▸ **Task description**: Go through the listing and set it down exactly, leaving out its pictures.

▸ **Rows of box annotation data**:
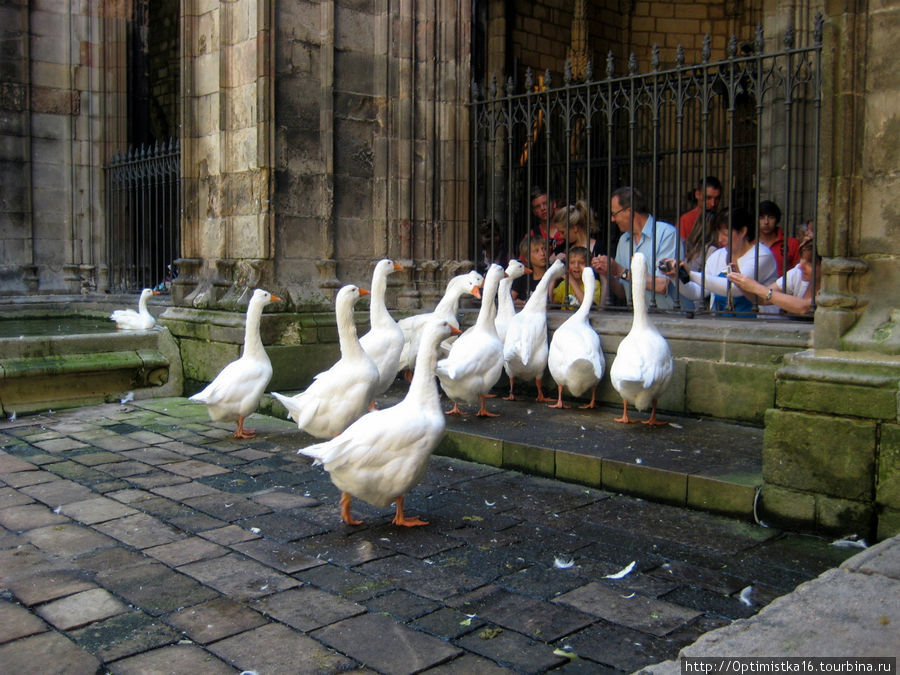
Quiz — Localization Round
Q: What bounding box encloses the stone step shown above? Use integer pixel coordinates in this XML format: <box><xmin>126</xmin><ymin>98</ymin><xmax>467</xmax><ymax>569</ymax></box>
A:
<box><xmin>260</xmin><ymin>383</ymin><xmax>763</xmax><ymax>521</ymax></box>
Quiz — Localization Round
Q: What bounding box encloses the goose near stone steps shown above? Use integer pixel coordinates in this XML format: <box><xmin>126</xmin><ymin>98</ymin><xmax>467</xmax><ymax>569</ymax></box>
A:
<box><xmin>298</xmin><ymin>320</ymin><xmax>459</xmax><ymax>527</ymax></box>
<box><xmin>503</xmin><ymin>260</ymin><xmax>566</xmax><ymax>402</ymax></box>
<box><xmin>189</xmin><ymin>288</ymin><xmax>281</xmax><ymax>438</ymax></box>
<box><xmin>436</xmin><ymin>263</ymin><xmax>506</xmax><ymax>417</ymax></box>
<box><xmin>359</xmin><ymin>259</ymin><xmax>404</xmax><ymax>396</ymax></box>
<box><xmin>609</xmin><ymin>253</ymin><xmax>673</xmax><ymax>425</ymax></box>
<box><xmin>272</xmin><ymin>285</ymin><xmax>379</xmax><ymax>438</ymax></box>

▸ **Completed task**:
Quiz — Localization Round
Q: What bounding box encloses the stone step shown above? Use integer pixel coordinates in this XML format: <box><xmin>126</xmin><ymin>98</ymin><xmax>467</xmax><ymax>569</ymax></box>
A:
<box><xmin>260</xmin><ymin>383</ymin><xmax>763</xmax><ymax>521</ymax></box>
Quiz — Localization Round
Q: What bounding box encloses the goose near stone steps shown above? Use integer pixel coordinates in this XML format: <box><xmin>126</xmin><ymin>98</ymin><xmax>467</xmax><ymax>569</ymax></box>
A:
<box><xmin>298</xmin><ymin>320</ymin><xmax>459</xmax><ymax>527</ymax></box>
<box><xmin>503</xmin><ymin>260</ymin><xmax>566</xmax><ymax>402</ymax></box>
<box><xmin>189</xmin><ymin>288</ymin><xmax>281</xmax><ymax>438</ymax></box>
<box><xmin>436</xmin><ymin>263</ymin><xmax>506</xmax><ymax>417</ymax></box>
<box><xmin>359</xmin><ymin>259</ymin><xmax>404</xmax><ymax>396</ymax></box>
<box><xmin>609</xmin><ymin>253</ymin><xmax>673</xmax><ymax>425</ymax></box>
<box><xmin>272</xmin><ymin>285</ymin><xmax>379</xmax><ymax>438</ymax></box>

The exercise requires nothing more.